Your objective: Pick up the personal essay about a nurse becoming a patient after pelvic surgery and continue it from its last sentence.

Exercise passage:
[Start of Attachment]
An unexpected journey

 

I’ve often wondered what it would be like to be a patient, when I’ve been looking after people as a nurse. How hard is it to wee on a bedpan? Do those clexane injections really hurt as much as people say, and what does it feel like to have a bed bath, and be completely naked in front of someone you don’t know (excluding experiences from my 20s when I was a single girl!)

Little did I realise that I was soon to find out. I had to have pelvic surgery this month, and after some post-operative complications, I found myself smack in the middle of relying on people to help me do the most basic of things. What I found, was that most of the nurses and doctors were incredibly kind, that people do come through when you need them, and that my muse (husband) is capable of talking at me for two hours non-stop about sport when he comes to visit.
[End of Attachment]
(Photo-based referring expression data)
[Start of Attachment]
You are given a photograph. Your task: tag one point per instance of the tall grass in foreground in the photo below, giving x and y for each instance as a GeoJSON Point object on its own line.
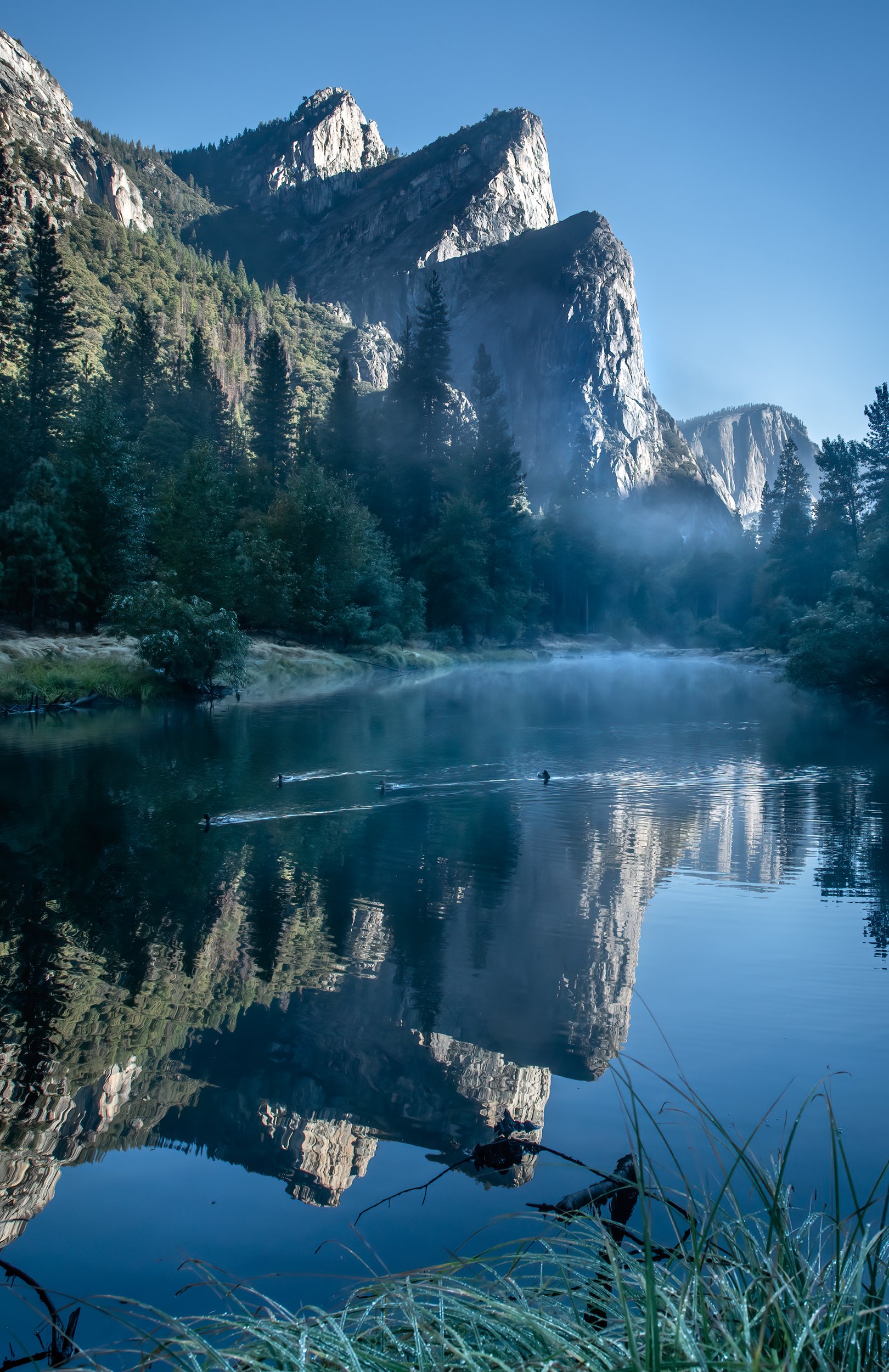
{"type": "Point", "coordinates": [725, 1277]}
{"type": "Point", "coordinates": [53, 678]}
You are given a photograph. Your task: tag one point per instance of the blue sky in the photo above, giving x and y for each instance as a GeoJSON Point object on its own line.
{"type": "Point", "coordinates": [739, 150]}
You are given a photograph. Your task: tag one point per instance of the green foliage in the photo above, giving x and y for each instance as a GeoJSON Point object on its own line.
{"type": "Point", "coordinates": [54, 677]}
{"type": "Point", "coordinates": [195, 516]}
{"type": "Point", "coordinates": [111, 267]}
{"type": "Point", "coordinates": [454, 561]}
{"type": "Point", "coordinates": [843, 644]}
{"type": "Point", "coordinates": [272, 412]}
{"type": "Point", "coordinates": [48, 333]}
{"type": "Point", "coordinates": [877, 451]}
{"type": "Point", "coordinates": [105, 512]}
{"type": "Point", "coordinates": [37, 575]}
{"type": "Point", "coordinates": [190, 641]}
{"type": "Point", "coordinates": [347, 578]}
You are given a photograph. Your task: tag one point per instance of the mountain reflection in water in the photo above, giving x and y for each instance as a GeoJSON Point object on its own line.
{"type": "Point", "coordinates": [344, 968]}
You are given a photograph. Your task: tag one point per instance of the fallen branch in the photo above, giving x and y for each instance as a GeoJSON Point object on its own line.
{"type": "Point", "coordinates": [62, 1335]}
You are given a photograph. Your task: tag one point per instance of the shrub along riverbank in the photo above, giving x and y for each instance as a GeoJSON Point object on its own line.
{"type": "Point", "coordinates": [670, 1277]}
{"type": "Point", "coordinates": [57, 671]}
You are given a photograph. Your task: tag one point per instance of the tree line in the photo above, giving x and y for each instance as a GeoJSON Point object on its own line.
{"type": "Point", "coordinates": [133, 492]}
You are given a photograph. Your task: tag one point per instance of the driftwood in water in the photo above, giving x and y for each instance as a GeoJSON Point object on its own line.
{"type": "Point", "coordinates": [622, 1179]}
{"type": "Point", "coordinates": [62, 1346]}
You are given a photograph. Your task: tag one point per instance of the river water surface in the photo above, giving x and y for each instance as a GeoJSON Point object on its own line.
{"type": "Point", "coordinates": [224, 1043]}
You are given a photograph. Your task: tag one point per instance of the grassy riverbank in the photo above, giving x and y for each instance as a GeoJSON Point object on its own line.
{"type": "Point", "coordinates": [674, 1278]}
{"type": "Point", "coordinates": [72, 667]}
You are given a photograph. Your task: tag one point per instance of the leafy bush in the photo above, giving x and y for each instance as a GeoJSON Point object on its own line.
{"type": "Point", "coordinates": [187, 640]}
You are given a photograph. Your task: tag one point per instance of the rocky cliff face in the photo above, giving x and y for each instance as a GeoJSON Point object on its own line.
{"type": "Point", "coordinates": [739, 449]}
{"type": "Point", "coordinates": [61, 162]}
{"type": "Point", "coordinates": [555, 303]}
{"type": "Point", "coordinates": [328, 138]}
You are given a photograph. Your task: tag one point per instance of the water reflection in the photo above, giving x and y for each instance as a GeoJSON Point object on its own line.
{"type": "Point", "coordinates": [286, 994]}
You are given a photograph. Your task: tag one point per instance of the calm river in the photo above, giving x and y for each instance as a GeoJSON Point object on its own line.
{"type": "Point", "coordinates": [224, 1044]}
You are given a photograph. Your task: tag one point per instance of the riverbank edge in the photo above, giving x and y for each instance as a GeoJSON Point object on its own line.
{"type": "Point", "coordinates": [43, 673]}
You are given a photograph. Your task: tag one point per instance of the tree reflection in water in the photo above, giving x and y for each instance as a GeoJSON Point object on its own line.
{"type": "Point", "coordinates": [286, 994]}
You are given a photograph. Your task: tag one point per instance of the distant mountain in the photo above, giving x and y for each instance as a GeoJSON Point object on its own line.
{"type": "Point", "coordinates": [739, 451]}
{"type": "Point", "coordinates": [317, 199]}
{"type": "Point", "coordinates": [319, 205]}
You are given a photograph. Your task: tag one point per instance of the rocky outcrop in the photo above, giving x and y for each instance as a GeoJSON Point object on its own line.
{"type": "Point", "coordinates": [327, 139]}
{"type": "Point", "coordinates": [372, 355]}
{"type": "Point", "coordinates": [739, 449]}
{"type": "Point", "coordinates": [555, 303]}
{"type": "Point", "coordinates": [59, 162]}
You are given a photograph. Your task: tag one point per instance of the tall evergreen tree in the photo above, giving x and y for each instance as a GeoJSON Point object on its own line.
{"type": "Point", "coordinates": [50, 333]}
{"type": "Point", "coordinates": [10, 341]}
{"type": "Point", "coordinates": [195, 519]}
{"type": "Point", "coordinates": [877, 452]}
{"type": "Point", "coordinates": [13, 401]}
{"type": "Point", "coordinates": [342, 434]}
{"type": "Point", "coordinates": [105, 507]}
{"type": "Point", "coordinates": [431, 360]}
{"type": "Point", "coordinates": [272, 412]}
{"type": "Point", "coordinates": [133, 363]}
{"type": "Point", "coordinates": [37, 575]}
{"type": "Point", "coordinates": [204, 411]}
{"type": "Point", "coordinates": [840, 500]}
{"type": "Point", "coordinates": [791, 501]}
{"type": "Point", "coordinates": [419, 404]}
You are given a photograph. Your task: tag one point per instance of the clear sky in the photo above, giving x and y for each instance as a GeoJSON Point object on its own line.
{"type": "Point", "coordinates": [737, 147]}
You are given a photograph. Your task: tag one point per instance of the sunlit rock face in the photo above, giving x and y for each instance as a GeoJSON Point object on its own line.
{"type": "Point", "coordinates": [558, 311]}
{"type": "Point", "coordinates": [555, 303]}
{"type": "Point", "coordinates": [324, 1153]}
{"type": "Point", "coordinates": [44, 1128]}
{"type": "Point", "coordinates": [739, 451]}
{"type": "Point", "coordinates": [62, 164]}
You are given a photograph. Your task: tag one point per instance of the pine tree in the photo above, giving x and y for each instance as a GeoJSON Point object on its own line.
{"type": "Point", "coordinates": [133, 363]}
{"type": "Point", "coordinates": [431, 364]}
{"type": "Point", "coordinates": [10, 334]}
{"type": "Point", "coordinates": [13, 402]}
{"type": "Point", "coordinates": [877, 451]}
{"type": "Point", "coordinates": [840, 501]}
{"type": "Point", "coordinates": [105, 507]}
{"type": "Point", "coordinates": [48, 335]}
{"type": "Point", "coordinates": [272, 412]}
{"type": "Point", "coordinates": [193, 527]}
{"type": "Point", "coordinates": [341, 443]}
{"type": "Point", "coordinates": [39, 580]}
{"type": "Point", "coordinates": [205, 408]}
{"type": "Point", "coordinates": [456, 571]}
{"type": "Point", "coordinates": [416, 411]}
{"type": "Point", "coordinates": [789, 552]}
[End of Attachment]
Expected answer:
After a turn for the worse, I ended up in Intensive Care. Now, for any nurse, this is going to be a challenge. ICU usually means you are on a knife edge of becoming really bloody sick. I was terrified. In the small hours of the morning, after no sleep, I started crying. I had discovered what it’s like to wee on a bedpan (horrendous and very messy), and I also now knew what it was like to have 40 litres of oxygen blowing up your nose. The nurse suggested I watch the TV on the wall in my little cubicle to distract myself, so in amongst all the bleeping machines, I turned it on. I think it was 4.30am.

Lo and behold, there was Celine. My Celine. Anyone who has followed this blog would know that Celine Dion is my idol. If things ever get really tough, I say to myself ‘what would Celine do in this situation?’ And there she was, smiling out at me, talking about finding strength in the bad times, and then singing a song. She looked so brave and happy, that I knew this was a sign from the Universe, and I knew in that moment, that I was going to get better. My nurse thought I had gone quite mad when I told her this, but I don’t care.

Later that morning, the doctor came around and told me that I had staged an almost miraculous recovery. By the end of the day I had been moved to a private room and while still being observed ever hour, was not in danger anymore.

And now I’m home, feeling heaps better, and so grateful for all that I learnt along the way. I can’t imagine how much better at my nursing I’m going to be, and I realise how much a kind word means to people when they are down.

But most of all, I know that if I ask myself the question ‘what would Celine do?’ I’m going to be just fine.